§ **EXTRAIT CHOISI**
*-*-*

C'est presque par surprise donc, que j'ai découvert que ma mère devenait folle. Gentiment folle. J'insiste sur le gentil : ma mère est plutôt agréable d'une part, et d'autre part sa folie ressemble pour aujourd'hui à une dinguerie presque sympathique, qui ne la met pas, ni ne met autrui, en péril.Sa folie n'est pas nourrie d'imaginaire ou d'hallucination. C'est pour l'instant une simple perte de faculté logique.
Je me souviens très bien du jour où cela m'est apparu pour la première fois. Maman avait peur d'un arbre qu'elle soupçonnait d'avoir énormément grandi, et elle craignait que les branches ne viennent heurter sa fenêtre. L'arbre était si loin que même couché par une tempête il n'aurait pas atteint ses carreaux. Malgré l'évidence et les arguments fournis, elle a baissé ses volets.

*-*-*

§ **CONSIGNE ÉCRITE**
Reprenez le récit sur la folie douce de la mère et poursuivez-le à partir de sa dernière phrase.

§ **MATÉRIEL FOURNI**
*-*-*

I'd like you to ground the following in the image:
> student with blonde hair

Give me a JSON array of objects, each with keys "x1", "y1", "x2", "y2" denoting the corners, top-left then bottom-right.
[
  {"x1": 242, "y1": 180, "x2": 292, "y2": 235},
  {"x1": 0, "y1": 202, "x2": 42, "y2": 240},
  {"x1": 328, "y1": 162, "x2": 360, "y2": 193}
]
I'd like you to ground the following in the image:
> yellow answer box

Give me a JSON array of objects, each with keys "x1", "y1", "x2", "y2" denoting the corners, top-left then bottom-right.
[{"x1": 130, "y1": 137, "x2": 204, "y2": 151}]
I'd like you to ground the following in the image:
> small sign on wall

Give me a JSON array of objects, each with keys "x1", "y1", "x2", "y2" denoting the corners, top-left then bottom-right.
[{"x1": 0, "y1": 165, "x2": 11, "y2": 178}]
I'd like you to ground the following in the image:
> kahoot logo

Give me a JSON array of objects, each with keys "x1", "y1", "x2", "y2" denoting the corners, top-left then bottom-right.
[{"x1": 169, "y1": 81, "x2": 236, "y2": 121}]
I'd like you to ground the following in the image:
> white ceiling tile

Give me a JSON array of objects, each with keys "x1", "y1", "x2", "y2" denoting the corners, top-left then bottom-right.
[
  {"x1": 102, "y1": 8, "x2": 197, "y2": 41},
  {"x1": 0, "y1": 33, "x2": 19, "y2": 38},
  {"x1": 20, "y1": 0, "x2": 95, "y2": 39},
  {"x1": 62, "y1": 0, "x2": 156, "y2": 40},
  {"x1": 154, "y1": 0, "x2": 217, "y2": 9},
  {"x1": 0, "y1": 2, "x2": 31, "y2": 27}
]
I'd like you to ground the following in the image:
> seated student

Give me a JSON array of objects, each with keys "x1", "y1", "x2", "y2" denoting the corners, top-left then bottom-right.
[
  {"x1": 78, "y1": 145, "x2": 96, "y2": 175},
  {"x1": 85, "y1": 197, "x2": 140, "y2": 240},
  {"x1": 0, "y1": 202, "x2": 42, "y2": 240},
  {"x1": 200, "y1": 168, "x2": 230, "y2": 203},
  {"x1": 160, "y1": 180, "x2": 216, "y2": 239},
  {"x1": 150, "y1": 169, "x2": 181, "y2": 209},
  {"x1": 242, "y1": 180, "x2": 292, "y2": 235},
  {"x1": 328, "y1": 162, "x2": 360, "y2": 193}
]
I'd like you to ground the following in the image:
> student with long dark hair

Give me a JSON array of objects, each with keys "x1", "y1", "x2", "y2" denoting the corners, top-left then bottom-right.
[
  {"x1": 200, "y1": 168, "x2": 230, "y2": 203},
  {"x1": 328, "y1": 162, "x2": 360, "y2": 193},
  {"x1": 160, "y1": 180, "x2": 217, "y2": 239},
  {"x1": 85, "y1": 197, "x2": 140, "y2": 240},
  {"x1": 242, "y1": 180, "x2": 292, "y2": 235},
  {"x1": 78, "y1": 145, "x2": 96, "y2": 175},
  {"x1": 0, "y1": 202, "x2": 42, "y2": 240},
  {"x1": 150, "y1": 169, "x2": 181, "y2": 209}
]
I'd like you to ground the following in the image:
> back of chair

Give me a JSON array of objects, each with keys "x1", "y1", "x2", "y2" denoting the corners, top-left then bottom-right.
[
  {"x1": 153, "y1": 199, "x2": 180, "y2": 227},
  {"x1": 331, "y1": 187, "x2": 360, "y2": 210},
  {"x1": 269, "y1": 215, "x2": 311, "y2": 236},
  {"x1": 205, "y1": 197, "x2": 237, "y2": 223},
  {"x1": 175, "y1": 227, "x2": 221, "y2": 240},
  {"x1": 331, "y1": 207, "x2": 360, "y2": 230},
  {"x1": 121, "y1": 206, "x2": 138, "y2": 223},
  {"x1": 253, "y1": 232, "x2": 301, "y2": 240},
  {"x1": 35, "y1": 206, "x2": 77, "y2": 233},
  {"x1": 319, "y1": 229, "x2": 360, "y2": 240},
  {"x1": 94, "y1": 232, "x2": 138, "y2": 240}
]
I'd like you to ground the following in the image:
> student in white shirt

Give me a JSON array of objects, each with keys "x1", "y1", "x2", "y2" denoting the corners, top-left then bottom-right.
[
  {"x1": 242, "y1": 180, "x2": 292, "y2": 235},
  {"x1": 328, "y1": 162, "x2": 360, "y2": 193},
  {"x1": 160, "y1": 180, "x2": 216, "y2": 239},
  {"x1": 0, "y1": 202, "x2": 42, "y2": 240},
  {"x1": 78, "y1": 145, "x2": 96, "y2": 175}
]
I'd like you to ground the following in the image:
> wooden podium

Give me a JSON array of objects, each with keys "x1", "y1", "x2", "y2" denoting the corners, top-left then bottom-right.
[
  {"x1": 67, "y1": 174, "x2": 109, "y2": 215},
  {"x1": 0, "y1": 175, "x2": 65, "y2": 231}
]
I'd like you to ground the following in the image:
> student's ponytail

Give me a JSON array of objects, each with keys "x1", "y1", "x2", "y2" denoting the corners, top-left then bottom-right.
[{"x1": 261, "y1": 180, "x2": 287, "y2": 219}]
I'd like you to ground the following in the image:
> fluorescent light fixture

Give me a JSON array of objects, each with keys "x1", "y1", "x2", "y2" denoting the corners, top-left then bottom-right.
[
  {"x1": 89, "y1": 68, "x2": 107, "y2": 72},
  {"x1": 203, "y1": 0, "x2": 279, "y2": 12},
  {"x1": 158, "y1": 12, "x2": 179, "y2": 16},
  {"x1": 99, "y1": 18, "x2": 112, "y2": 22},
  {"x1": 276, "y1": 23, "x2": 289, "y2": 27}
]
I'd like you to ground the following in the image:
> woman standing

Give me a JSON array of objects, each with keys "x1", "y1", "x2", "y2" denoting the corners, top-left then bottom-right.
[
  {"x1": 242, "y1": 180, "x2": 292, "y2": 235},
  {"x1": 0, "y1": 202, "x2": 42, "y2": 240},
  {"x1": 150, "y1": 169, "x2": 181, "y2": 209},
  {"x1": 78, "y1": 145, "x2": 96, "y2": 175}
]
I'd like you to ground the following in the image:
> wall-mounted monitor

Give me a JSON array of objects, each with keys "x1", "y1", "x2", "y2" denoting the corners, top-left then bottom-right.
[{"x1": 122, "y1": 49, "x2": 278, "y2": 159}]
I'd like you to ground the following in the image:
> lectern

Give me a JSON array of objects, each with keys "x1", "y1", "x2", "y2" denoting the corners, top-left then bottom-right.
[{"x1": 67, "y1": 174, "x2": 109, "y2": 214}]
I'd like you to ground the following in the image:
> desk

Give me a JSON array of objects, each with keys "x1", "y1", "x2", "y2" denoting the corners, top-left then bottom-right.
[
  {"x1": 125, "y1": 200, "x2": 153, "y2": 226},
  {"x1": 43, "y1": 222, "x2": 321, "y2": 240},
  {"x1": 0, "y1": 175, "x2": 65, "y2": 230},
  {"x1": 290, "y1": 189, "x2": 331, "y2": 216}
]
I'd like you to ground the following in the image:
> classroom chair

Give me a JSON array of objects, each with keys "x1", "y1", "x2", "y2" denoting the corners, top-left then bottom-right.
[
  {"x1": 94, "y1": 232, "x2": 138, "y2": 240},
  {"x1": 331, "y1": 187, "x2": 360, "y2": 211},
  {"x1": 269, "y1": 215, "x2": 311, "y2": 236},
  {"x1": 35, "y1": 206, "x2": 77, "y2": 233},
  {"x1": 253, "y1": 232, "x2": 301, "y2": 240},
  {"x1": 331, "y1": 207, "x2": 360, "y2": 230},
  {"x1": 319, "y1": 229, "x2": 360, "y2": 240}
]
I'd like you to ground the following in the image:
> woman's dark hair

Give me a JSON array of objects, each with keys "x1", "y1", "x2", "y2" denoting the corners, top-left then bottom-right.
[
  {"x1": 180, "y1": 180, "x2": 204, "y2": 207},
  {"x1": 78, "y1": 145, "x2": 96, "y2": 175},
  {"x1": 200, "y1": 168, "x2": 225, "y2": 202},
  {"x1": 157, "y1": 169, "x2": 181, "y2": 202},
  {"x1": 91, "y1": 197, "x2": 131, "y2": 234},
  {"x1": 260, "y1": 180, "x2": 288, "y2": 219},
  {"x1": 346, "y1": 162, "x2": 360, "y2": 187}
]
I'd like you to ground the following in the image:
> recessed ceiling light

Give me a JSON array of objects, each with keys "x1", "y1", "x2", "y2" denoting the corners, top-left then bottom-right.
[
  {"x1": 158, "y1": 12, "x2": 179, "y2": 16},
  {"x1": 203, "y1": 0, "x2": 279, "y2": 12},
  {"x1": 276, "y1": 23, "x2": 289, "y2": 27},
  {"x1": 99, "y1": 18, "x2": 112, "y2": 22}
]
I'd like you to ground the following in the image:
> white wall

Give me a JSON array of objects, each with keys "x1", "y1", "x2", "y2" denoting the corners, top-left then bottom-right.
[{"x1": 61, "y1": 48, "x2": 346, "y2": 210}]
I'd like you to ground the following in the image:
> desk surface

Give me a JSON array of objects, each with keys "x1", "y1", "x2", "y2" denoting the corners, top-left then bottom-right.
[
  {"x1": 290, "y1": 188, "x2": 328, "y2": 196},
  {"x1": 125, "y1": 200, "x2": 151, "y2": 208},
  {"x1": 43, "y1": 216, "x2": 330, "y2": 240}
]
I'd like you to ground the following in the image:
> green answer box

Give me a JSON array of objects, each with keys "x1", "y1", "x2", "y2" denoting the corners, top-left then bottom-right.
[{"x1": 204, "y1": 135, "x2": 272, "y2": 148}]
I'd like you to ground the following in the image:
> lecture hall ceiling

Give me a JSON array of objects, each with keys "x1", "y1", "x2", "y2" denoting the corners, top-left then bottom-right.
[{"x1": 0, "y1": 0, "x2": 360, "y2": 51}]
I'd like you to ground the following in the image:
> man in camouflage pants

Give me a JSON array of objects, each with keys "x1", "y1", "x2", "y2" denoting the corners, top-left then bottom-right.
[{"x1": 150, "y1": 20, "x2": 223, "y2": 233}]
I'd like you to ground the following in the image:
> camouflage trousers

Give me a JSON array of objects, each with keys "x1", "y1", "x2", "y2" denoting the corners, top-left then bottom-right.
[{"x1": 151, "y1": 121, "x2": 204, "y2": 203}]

*-*-*

§ **RÉPONSE ATTENDUE**
Parfois les conversations en deviennent difficiles. Elle tente de se rappeler d'une personne dont elle connaît le nom mais qu'elle n'a jamais rencontrée. Je tente de la rassurer :
- "C'est normal que tu ne saches pas à quoi elle ressemble, tu ne l'as jamais vue."
-"Oui j'ai bien compris, mais tout de même, ça m'agace de ne pas me souvenir au moins de son visage."
La Cantatrice Chauve n'est jamais très loin.
De jour en jour dans son appartement les petites bizarreries s'accumulent. Des petits riens. Une brosse à cheveux qui a subitement trouvée sa place dans un pot où sont rangés louches, spatules, cuillère en bois dans la cuisine. Des photos réparties sur le dessus d'un meuble et qui sont maintenant immuables car elle ne se souvient plus qui les a mises là et ne veut pas prendre la responsabilité de déranger cette exposition. Un lave-vaisselle qui a été transformé en espace de rangement et accueille un étrange bric à brac...
Ce soir je l'ai amenée chez mon frère où nous avons dîné, et je l'ai ramenée chez elle. Sur le chemin du retour, croyant m'avoir entendu renifler, elle me tend deux cigarettes en disant :
-"Tiens, j'ai des mouchoirs, prends-en!"
Je sais qu'il lui est arrivé déjà deux fois de vouloir payer dans un magasin avec des cigarettes, elle s'était vexée du refus de la caissière. Là, entre nous, il était facile de faire comme si de rien n'était, mais ça fait un petit choc tout de même.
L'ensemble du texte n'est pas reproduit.